### Consigne détaillée
Pourriez-vous prolonger l'article sur le concours Fat Bear Week en reprenant juste après sa dernière phrase ?

### Extrait du texte
Cette année, c’est Otis, 453 kilos, qui a remporté la Fat Bear Week. Un événement organisé par le parc national de Katmai pour sensibiliser le public à la protection de cet animal.
C’est encore Otis qui a gagné ! Avec 453 kilos sous une tignasse revêche, le plantigrade a une nouvelle fois remporté la Fat Bear Week, le concours de l’ours le plus gras d’Alaska. A 25 ans, Otis a écrasé pour la quatrième fois la concurrence, soit Walker, le jeunot qui manque de niaque, et même 747, le tenant du titre, qui tire son nom de sa forme de Boeing.
Un come-back étonnant : à la fin de l’hiver dernier, Otis avait deux dents en moins et rien que la peau sur le dos. A force de s’empiffrer de saumons entiers (40 quotidiennement) au bord de la Brooks River, le champion a regagné 2 kilos par jour depuis juin. Une douce hibernation l’attend. Oubliez la fashion week.
Environ 2 000 specimens
La Fat Bear Week, qui s’est achevée le 5 octobre, a été lancée en 2014 par le parc national de Katmai, en Alaska, zone volcanique fréquentée par les ours bruns, les saumons qui remontent de la baie de Bristol, et les touristes qui aiment se poster sur les berges pour admirer les premiers gober les seconds. Le concours se déroule en ligne.
Le public choisit son mastodonte préféré selon les critères de son choix. A défaut d’être sur place à Brook Falls – le nombre de visiteurs est limité à 15 000 par été – il a, à sa disposition, des heures de vidéo live tournées par les « bear cam » de l’ONG de défense de la nature Explore. Les caméras sont postées au bord de la cascade qui fait office de garde-manger. Elles sont activées chaque jour pendant les éliminatoires. Certains électeurs votent selon leur cœur.
Les participants au Fat Bear Week 2021
« Otis is my man », explique un supporteur, qui loue sa manière minimaliste d’avoir l’air de faire la sieste tout en saisissant le poisson. Les amateurs font campagne pour leur champion à coups de fan art sur les réseaux sociaux. « Votez Holly ! » (l’une des rares femelles du club). « Elle va casser le plafond de verre rien qu’en marchant dessus. » D’autres développent plutôt une approche scientifique.
Le spécialiste en SIG (Système d’information géographique) Joel Cusick a mis au point une technique qui emprunte aux meilleures sources de l’ingénierie des voitures autonomes : le liDAR, ou télédétection par laser, qui permet de mesurer les objets à distance en émettant un faisceau de lumière renvoyé vers son point d’émission.

### Données sources

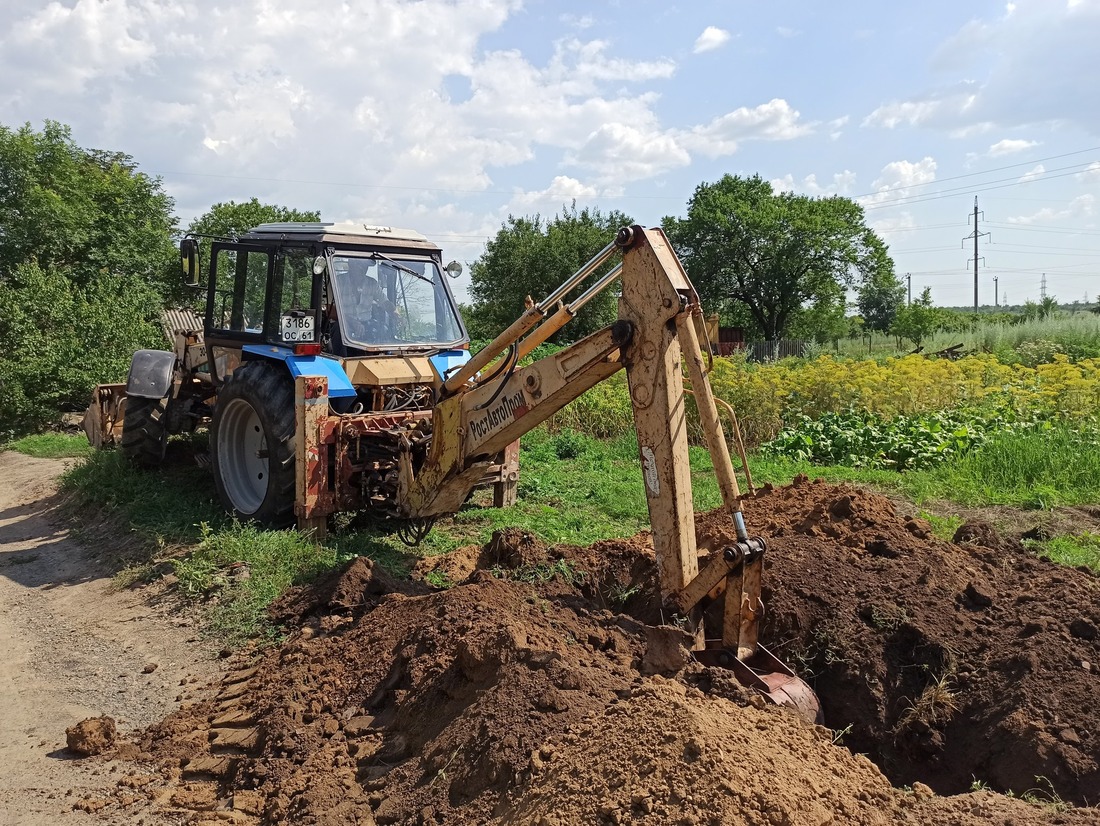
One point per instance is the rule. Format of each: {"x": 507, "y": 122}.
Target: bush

### Réponse attendue
« J’ai essayé, et quand j’ai eu un retour de l’arrière-train d’Otis, je me suis dit : “Waouh, ça pourrait peut-être marcher” », a expliqué au magazine High Country News le scientifique après s’être posté sur les berges de la Brooks River. La technique pourrait faire école. Généralement, les ours sont pesés au printemps, quand ils sont faméliques. Il n’en faut pas moins un hélicoptère, un système de poulie et une piqûre de tranquillisant.
Au départ, la Fat Bear Week ne durait qu’une journée, baptisée « Fat Tuesday », comme le Mardi gras du carnaval de La Nouvelle-Orléans. Le concours s’étend maintenant sur une semaine. Cette année, il s’est enrichi d’une catégorie, celle des jeunes plantigrades. Le lauréat se voit décerner le titre de Fat Bear Junior.
Pour le parc national de Katmai, il s’agit de faire œuvre éducative, montrer la résilience de ses pantagruéliques résidents (ils sont environ 2 000) pour mieux les protéger et propager les connaissances sur leur invraisemblable métabolisme. Le saviez-vous ? Ursus arctos ne se réveille pas pendant cinq mois, pas même pour boire ou rejeter quoi que ce soit. Sans même remuer une oreille de tout l’hiver, il conserve sa masse musculaire : il se nourrit des protéines recyclées de sa propre urée.
Record battu
Et non, « ours brun » n’est pas synonyme de « grizzli ». Otis et ses amis vivent sur la côte, les grizzlis, eux, à l’intérieur des terres. Le public est ravi de se cultiver mais surtout de suivre son champion. Les passionnés de la fashion week des plantigrades suivent les éliminatoires comme le tournoi universitaire de basket-ball, la March Madness, avec leur bracket (« formulaire ») rempli lors de soirées avec les amis.
En 2019, ils étaient 250 000 à voter pour leur ours préféré, c’était déjà énorme (si l’on ose dire). En 2020, 650 000 participants. Effet pandémie, et surtout confinement. « On a constaté une augmentation de la fréquentation sur la plupart des vidéos de streaming animalières », note l’ex-ranger Mike Fitz, fondateur de la Fat Bear Week et responsable de l’ONG Explore.
Cette année, le record a été battu. Quelque 800 000 amateurs ont participé au concours (sur les 96 000 votes pour la finale, Otis a obtenu 51 230 contre 44 384 pour Walker). Le service média du parc a dû embaucher pour répondre à la demande de photos des stars dans l’intimité de leurs fourrés. Si on en croit Naomi Boak, l’une des rangers photographes, les humains éprouvent « une vraie joie » à voir les animaux ripailler, s’empiffrer sans se soucier de cholestérol, car pour eux la santé passe par l’obésité… « Les ours peuvent se permettre de faire quelque chose qui nous est déconseillé : être gras. »
Corine Lesnes (San Francisco, correspondante)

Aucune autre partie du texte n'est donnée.